Start of GIVEN DATA

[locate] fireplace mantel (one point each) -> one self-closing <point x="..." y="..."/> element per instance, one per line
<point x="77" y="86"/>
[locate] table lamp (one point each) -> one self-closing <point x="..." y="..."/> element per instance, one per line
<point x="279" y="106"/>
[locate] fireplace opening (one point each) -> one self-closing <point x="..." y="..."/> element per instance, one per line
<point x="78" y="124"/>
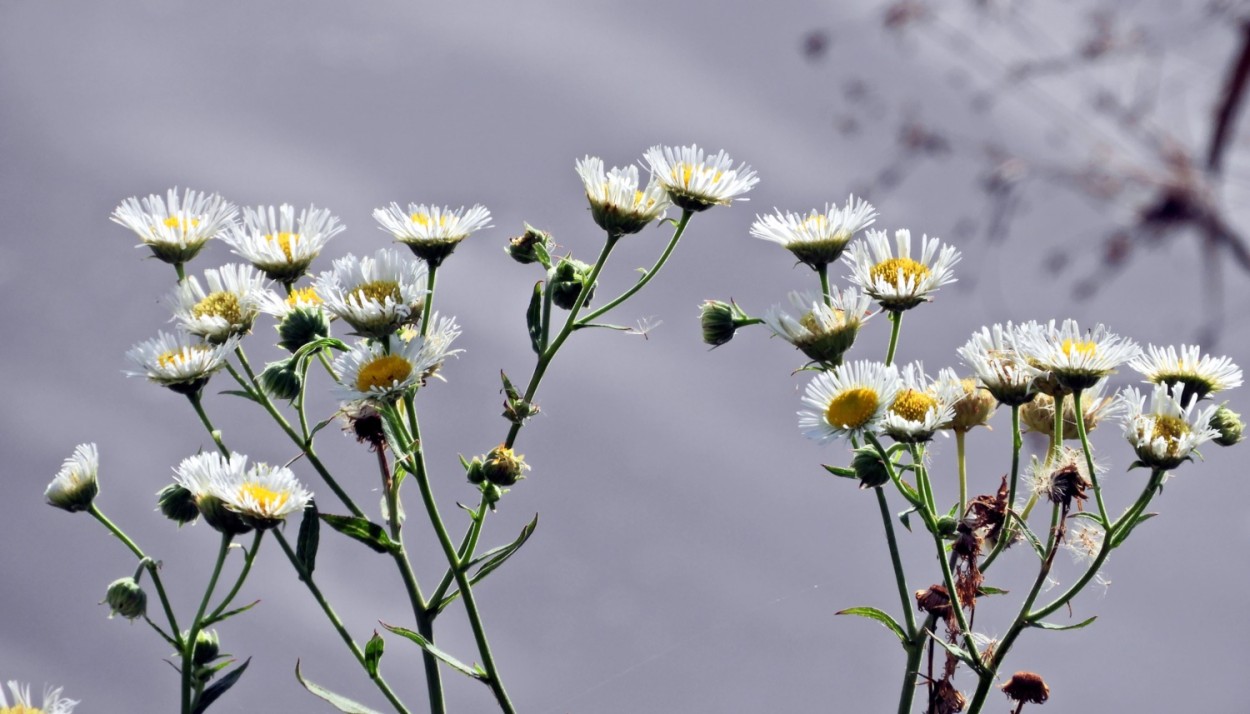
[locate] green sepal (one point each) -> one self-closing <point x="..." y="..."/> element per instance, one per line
<point x="338" y="702"/>
<point x="879" y="615"/>
<point x="364" y="530"/>
<point x="219" y="688"/>
<point x="374" y="653"/>
<point x="1059" y="628"/>
<point x="476" y="673"/>
<point x="309" y="539"/>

End of GIVEN DATA

**WHAT TO WORK ON:**
Update the lines above by changing each "fireplace" to "hearth" and keeping everything else the same. Leave the pictures out.

**SOLUTION TO THE EXERCISE:**
[locate] hearth mantel (one point each) -> one self-closing <point x="..." y="..."/> element per instance, one per line
<point x="77" y="86"/>
[locate] table lamp (one point each) -> one self-closing <point x="..." y="..."/> element per instance, one per line
<point x="279" y="106"/>
[locate] hearth opening (one point each) -> one self-closing <point x="..." y="..."/> element per instance, one per line
<point x="78" y="124"/>
[locate] green sepal (one point each) -> one self-closing <point x="..." y="..."/> element per instance, one per line
<point x="338" y="702"/>
<point x="879" y="615"/>
<point x="364" y="530"/>
<point x="219" y="688"/>
<point x="374" y="653"/>
<point x="1059" y="628"/>
<point x="476" y="673"/>
<point x="309" y="539"/>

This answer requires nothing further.